PROVIDED INFORMATION Start Marker
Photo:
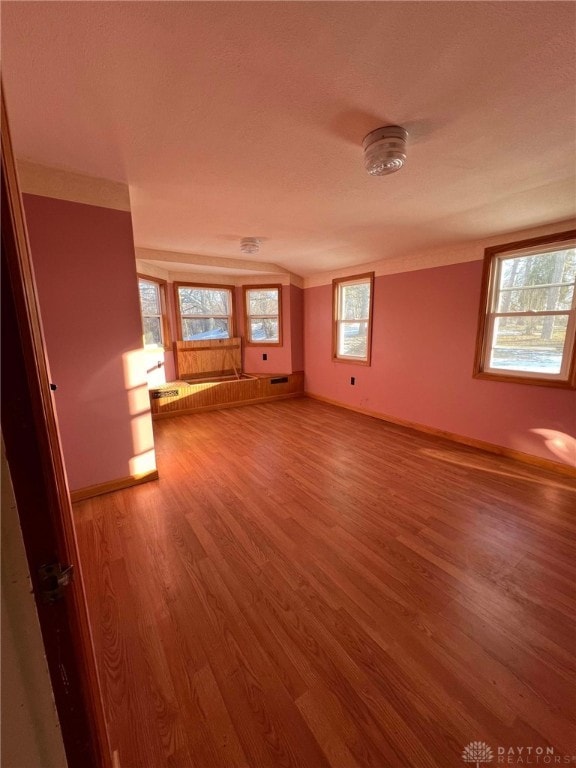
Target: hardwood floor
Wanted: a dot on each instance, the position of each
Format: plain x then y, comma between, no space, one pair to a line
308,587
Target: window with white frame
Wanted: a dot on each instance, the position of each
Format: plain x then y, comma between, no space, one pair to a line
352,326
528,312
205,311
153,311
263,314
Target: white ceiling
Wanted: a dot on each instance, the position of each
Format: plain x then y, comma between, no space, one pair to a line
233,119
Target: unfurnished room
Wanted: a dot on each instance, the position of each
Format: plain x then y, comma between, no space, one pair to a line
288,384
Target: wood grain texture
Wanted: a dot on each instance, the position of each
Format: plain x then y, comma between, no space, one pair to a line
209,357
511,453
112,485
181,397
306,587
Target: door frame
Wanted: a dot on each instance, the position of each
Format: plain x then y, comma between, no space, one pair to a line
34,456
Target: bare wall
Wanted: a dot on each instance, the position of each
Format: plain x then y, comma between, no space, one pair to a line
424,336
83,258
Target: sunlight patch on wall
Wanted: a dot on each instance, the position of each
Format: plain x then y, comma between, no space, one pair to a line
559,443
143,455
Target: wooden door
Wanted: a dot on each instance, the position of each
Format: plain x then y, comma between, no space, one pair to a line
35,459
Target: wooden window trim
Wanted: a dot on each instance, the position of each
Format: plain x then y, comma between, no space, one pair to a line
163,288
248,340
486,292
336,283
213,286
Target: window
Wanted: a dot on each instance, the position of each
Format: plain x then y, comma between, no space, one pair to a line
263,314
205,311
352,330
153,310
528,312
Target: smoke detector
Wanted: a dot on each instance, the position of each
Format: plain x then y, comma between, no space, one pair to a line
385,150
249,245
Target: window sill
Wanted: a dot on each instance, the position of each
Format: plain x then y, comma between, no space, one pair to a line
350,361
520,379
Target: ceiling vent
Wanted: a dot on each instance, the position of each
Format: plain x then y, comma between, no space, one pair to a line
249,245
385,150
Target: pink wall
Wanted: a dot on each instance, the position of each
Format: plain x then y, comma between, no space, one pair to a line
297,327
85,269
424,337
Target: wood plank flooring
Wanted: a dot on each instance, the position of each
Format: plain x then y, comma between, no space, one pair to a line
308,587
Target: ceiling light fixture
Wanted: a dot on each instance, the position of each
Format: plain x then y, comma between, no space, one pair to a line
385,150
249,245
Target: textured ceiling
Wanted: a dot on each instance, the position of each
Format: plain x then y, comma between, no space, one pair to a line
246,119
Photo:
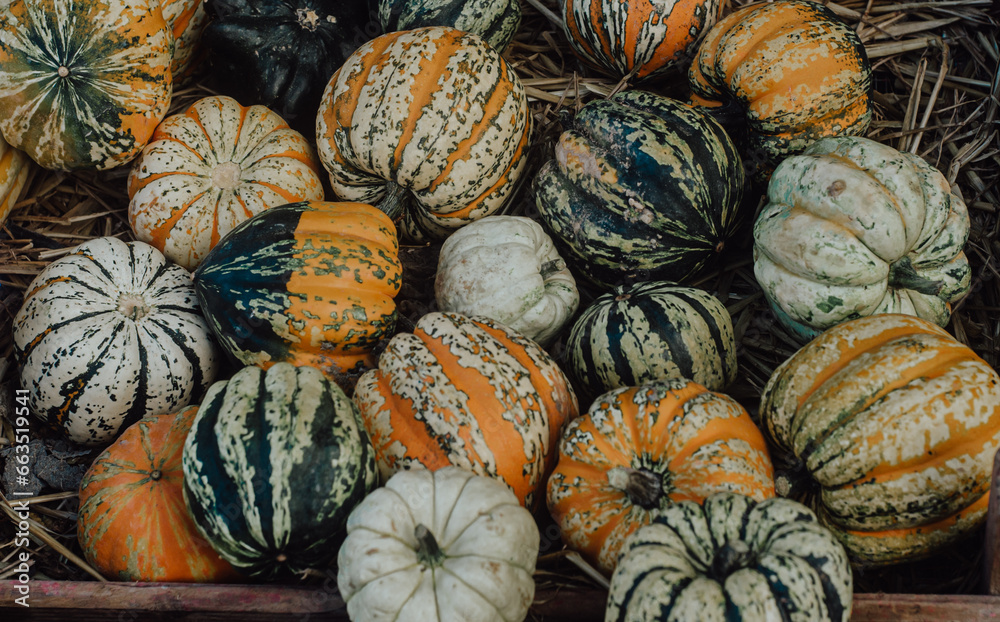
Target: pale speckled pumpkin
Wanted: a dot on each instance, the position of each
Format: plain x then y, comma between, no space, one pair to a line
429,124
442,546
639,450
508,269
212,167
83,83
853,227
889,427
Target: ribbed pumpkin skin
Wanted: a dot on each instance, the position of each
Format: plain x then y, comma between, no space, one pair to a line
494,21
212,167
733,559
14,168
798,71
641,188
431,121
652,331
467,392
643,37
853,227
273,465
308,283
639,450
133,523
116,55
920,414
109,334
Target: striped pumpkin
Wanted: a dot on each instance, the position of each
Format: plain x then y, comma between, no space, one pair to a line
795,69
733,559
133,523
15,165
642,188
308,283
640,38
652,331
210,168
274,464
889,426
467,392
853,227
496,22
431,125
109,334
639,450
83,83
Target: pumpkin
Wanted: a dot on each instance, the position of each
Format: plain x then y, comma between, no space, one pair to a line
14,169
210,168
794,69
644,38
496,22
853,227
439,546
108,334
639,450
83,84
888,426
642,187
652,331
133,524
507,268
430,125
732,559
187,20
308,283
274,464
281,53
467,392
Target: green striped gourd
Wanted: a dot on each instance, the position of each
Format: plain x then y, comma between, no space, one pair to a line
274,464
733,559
PROVIDED INFORMATION End Marker
PROVIDED INFORMATION Start Marker
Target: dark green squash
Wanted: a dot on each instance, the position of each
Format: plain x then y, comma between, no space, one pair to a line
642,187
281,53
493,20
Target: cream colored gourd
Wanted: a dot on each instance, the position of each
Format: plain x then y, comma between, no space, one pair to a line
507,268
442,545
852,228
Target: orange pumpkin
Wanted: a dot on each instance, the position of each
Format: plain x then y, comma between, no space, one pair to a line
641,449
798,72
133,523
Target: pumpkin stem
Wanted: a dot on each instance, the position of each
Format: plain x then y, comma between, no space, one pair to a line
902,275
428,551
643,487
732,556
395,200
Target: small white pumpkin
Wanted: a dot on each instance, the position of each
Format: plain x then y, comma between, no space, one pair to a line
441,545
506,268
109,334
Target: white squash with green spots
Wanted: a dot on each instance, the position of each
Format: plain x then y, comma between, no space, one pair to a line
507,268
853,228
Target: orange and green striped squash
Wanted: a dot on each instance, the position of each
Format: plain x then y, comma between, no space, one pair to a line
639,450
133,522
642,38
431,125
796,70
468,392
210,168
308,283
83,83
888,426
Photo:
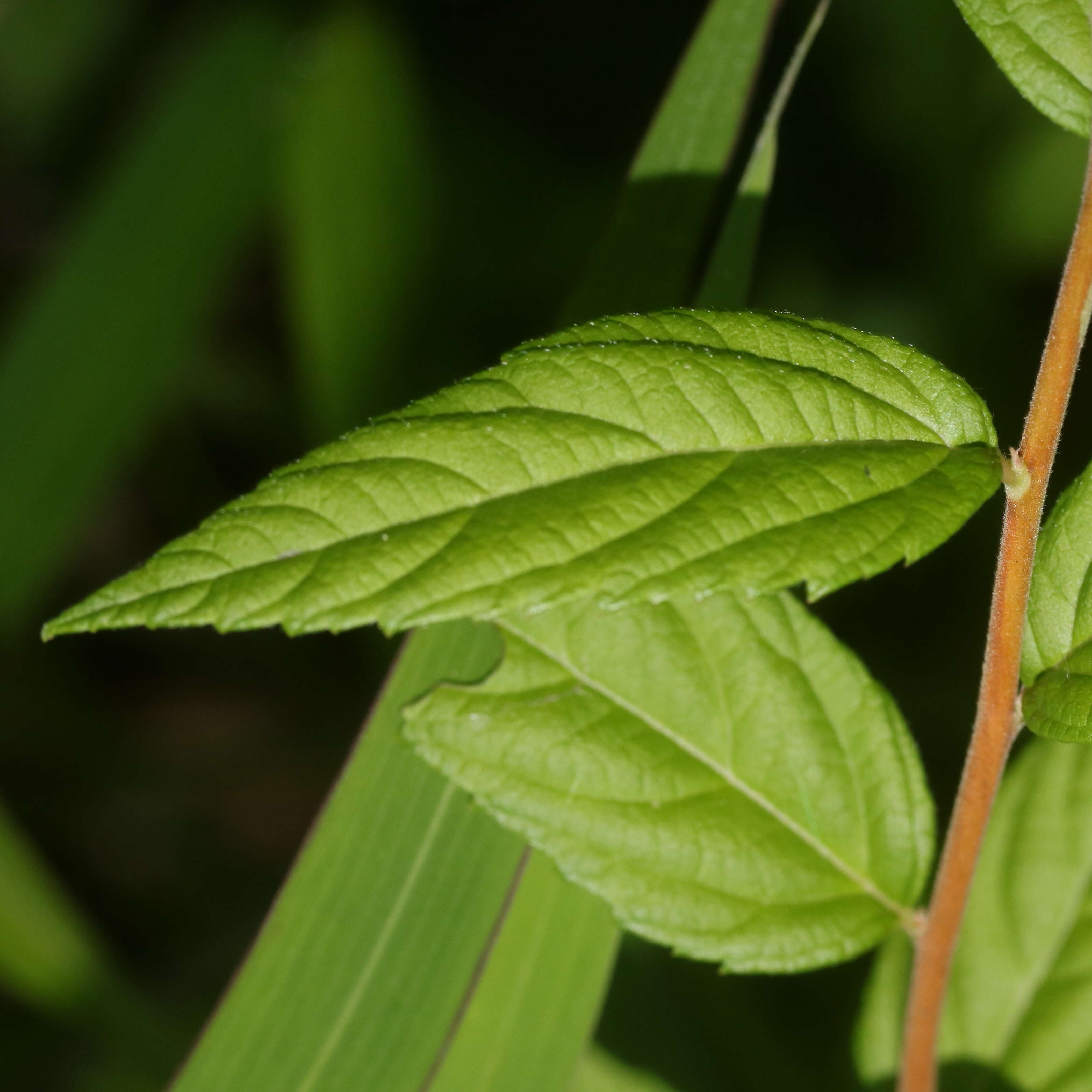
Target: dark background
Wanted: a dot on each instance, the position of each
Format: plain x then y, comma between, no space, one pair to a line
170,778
PROVIDED INFORMATION End Marker
AIM OF THE TASK: Scan the records above and report every line with the string "gourd".

RESPONSE BOX:
Target: green striped gourd
Target: cream colored gourd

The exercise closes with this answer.